— SHORT EXERCISE —
Reproduce exactly the lines from the line containing "blue jeans, each" through the end of the records below, including both ends, and nothing else.

Dataset excerpt
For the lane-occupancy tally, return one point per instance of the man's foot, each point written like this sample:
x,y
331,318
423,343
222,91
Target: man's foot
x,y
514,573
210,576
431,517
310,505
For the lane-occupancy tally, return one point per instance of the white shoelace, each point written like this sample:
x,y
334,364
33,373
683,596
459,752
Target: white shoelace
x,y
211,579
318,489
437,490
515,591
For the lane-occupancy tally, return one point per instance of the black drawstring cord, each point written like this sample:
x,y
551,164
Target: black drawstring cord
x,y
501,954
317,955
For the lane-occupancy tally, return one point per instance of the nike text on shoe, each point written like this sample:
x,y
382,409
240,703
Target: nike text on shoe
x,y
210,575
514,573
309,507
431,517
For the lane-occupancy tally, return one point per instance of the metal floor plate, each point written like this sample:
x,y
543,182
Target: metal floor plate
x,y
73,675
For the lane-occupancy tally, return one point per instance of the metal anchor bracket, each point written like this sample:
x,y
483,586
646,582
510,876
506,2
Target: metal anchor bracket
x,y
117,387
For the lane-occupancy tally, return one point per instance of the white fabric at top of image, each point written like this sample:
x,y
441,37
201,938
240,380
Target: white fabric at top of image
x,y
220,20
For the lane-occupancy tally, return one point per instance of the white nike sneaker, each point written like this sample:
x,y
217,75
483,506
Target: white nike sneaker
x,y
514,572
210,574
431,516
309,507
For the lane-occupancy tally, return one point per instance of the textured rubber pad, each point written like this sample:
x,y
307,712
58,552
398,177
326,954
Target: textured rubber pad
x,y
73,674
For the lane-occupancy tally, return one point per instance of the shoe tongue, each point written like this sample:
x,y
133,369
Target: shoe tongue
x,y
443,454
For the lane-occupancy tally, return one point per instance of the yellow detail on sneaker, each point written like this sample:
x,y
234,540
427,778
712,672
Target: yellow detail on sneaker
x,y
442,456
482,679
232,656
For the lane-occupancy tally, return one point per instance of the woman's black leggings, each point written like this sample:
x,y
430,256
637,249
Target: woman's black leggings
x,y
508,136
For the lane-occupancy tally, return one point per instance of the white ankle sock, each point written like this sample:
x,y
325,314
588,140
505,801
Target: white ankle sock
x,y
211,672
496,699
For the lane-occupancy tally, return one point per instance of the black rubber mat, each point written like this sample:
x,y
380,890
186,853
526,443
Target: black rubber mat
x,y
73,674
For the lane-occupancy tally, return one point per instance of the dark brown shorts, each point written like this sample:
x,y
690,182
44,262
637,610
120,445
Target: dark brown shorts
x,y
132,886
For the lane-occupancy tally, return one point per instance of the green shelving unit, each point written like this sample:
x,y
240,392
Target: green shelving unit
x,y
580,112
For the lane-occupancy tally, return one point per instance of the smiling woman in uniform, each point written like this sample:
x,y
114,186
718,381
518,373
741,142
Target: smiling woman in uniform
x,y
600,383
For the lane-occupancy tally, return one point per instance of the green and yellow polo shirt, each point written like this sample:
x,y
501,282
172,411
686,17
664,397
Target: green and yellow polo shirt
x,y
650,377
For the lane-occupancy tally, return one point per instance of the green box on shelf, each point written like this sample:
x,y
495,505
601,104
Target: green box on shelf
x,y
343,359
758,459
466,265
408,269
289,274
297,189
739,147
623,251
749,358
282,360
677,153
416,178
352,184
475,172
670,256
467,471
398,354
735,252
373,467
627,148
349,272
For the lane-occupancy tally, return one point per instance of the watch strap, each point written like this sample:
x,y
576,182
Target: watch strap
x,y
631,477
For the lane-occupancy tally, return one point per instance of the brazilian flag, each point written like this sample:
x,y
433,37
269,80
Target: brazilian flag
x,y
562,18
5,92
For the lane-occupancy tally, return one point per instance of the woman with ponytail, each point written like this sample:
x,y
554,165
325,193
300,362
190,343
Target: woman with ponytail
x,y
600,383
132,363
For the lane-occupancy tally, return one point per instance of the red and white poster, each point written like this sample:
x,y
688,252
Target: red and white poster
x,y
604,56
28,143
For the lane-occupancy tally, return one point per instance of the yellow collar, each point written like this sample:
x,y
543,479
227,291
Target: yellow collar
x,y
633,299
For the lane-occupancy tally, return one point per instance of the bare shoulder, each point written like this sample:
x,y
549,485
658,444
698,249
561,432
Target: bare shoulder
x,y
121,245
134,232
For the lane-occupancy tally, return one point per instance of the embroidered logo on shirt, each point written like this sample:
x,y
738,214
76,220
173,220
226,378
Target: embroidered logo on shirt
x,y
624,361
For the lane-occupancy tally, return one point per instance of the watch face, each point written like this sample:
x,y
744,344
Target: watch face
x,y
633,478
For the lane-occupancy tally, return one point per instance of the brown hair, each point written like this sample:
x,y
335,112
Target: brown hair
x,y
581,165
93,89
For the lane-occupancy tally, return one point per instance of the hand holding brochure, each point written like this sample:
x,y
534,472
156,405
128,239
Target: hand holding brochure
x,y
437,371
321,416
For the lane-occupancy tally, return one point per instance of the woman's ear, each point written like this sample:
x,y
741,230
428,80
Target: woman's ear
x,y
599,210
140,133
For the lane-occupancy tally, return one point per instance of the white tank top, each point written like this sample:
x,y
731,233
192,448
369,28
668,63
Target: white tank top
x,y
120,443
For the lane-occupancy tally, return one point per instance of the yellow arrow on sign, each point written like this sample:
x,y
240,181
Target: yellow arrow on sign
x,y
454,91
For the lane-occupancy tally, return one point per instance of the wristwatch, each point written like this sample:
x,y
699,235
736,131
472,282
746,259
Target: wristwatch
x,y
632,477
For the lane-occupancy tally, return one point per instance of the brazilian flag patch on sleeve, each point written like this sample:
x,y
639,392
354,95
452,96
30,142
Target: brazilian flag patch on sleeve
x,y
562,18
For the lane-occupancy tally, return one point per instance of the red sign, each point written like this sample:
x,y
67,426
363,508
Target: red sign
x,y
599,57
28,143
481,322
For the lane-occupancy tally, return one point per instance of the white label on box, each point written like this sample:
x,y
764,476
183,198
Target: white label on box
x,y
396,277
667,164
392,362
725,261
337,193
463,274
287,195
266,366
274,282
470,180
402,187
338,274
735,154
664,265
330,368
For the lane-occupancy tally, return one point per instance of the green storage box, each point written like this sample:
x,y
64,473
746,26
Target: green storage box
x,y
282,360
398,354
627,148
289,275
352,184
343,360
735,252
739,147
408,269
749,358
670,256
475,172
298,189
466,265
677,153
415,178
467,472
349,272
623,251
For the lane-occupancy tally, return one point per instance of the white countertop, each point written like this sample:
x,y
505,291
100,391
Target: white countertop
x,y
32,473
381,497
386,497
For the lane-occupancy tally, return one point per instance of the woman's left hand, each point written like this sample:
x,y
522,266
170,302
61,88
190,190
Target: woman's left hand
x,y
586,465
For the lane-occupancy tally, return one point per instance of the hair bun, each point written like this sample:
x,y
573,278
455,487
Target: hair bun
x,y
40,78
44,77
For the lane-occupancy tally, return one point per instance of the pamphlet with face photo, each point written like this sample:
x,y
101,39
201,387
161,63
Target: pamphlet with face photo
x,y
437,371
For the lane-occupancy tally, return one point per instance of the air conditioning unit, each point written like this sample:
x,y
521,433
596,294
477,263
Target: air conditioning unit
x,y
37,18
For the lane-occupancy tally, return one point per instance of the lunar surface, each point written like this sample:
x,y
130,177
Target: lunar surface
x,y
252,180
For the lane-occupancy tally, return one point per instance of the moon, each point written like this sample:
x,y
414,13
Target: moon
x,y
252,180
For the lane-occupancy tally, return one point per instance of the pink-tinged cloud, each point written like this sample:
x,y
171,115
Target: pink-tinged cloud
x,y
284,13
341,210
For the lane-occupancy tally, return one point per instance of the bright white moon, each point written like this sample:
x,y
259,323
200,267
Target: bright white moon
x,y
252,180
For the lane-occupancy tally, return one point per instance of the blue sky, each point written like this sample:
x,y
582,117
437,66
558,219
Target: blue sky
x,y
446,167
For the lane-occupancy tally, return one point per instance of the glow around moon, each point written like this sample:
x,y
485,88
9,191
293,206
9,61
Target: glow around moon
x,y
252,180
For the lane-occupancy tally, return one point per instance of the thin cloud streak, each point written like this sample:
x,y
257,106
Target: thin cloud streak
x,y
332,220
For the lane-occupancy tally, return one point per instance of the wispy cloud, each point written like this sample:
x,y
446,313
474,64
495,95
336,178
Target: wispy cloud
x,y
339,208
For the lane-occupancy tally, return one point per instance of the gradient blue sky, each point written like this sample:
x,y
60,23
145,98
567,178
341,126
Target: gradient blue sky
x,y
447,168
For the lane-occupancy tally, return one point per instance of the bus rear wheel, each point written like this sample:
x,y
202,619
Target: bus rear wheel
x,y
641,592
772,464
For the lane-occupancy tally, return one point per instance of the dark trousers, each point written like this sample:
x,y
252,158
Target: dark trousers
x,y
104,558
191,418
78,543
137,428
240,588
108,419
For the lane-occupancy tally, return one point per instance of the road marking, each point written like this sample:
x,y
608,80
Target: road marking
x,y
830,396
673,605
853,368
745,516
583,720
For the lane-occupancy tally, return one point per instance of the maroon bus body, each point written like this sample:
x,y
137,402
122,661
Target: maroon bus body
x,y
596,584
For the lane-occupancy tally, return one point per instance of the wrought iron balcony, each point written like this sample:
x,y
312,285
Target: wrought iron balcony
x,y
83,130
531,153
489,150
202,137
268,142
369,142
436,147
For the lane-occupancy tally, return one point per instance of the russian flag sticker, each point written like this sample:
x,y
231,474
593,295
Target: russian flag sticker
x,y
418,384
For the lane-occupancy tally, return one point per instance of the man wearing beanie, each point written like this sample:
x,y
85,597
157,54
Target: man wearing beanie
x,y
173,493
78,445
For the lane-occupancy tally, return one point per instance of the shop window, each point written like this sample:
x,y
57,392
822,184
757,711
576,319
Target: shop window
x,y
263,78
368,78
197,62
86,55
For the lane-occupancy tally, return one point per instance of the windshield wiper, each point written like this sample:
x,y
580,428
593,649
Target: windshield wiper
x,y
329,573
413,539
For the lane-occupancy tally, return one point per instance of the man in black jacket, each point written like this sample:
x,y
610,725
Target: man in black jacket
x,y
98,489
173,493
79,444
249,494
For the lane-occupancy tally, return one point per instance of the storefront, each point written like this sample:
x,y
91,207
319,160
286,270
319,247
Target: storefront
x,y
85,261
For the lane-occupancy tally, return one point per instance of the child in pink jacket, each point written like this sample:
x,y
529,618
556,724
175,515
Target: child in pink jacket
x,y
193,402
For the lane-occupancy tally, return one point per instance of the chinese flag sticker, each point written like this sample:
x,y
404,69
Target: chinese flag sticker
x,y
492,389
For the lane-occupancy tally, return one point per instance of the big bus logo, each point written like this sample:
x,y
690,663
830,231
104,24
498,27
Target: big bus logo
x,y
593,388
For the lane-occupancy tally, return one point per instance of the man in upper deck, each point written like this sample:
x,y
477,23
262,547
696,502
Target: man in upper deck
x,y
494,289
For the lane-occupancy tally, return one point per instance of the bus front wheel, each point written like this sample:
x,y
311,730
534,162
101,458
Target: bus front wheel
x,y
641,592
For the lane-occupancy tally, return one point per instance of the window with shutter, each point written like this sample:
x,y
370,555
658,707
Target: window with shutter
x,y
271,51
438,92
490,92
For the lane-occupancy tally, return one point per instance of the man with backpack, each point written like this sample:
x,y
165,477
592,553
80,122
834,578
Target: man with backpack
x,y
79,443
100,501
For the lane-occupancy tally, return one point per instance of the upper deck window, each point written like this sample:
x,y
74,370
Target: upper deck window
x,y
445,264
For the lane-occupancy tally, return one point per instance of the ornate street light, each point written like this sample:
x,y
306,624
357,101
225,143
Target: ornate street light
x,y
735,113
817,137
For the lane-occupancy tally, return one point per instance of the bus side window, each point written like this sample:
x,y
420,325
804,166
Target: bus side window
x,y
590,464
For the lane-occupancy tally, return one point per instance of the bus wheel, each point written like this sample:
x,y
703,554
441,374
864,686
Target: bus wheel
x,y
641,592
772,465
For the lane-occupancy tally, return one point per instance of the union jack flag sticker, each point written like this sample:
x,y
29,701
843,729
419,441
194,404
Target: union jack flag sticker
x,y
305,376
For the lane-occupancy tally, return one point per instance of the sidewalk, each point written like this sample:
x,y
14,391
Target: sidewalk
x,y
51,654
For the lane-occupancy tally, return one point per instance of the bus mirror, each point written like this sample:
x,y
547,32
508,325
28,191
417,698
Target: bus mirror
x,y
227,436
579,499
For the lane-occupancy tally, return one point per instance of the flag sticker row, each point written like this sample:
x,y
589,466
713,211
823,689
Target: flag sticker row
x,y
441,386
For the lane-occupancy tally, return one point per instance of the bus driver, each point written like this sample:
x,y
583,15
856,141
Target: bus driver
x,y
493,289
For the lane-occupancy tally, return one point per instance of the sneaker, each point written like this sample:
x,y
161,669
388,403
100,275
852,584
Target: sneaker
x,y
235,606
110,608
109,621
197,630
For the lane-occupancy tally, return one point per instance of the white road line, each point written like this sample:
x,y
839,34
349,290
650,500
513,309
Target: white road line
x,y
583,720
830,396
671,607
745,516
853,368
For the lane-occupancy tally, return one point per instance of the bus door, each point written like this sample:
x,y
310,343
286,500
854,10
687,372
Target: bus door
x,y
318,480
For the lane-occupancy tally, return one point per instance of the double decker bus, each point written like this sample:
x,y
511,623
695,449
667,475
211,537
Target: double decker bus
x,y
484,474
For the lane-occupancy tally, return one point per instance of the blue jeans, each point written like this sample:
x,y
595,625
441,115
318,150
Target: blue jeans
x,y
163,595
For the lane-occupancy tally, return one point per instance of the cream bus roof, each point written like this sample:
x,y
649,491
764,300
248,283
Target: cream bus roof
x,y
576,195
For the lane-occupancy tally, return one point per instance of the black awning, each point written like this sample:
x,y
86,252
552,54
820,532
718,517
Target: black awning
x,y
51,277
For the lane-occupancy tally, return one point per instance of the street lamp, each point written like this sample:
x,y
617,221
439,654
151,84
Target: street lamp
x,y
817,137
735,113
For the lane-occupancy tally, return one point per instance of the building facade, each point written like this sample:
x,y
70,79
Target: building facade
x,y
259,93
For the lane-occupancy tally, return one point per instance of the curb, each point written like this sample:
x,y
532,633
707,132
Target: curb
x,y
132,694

— RESPONSE BELOW —
For the lane-occupancy tally, return one point per instance of the blue jeans, each point written like this sample:
x,y
595,625
441,115
318,150
Target: blue jeans
x,y
163,595
For the lane-occupancy tally, return one point per instance of the cream bus roof, each point written like this sample:
x,y
649,491
764,300
248,283
Target: cream bus roof
x,y
576,195
For the lane-occupancy tally, return one point per instance of the black awning, each point written like this sample:
x,y
86,252
552,54
820,532
718,517
Target: black awning
x,y
51,277
For the lane-occupancy tally, return one point per instance of the street lamp, each point written like this sample:
x,y
617,221
439,654
151,84
Target: street lamp
x,y
817,137
735,113
For the lane-occupancy tally, return one point per instance of the building facade, each point written like this sample:
x,y
70,79
Target: building facade
x,y
259,93
For the lane-occupancy tally, return one point per instance of the curb, each point written like this sample:
x,y
532,633
707,132
Target: curb
x,y
132,694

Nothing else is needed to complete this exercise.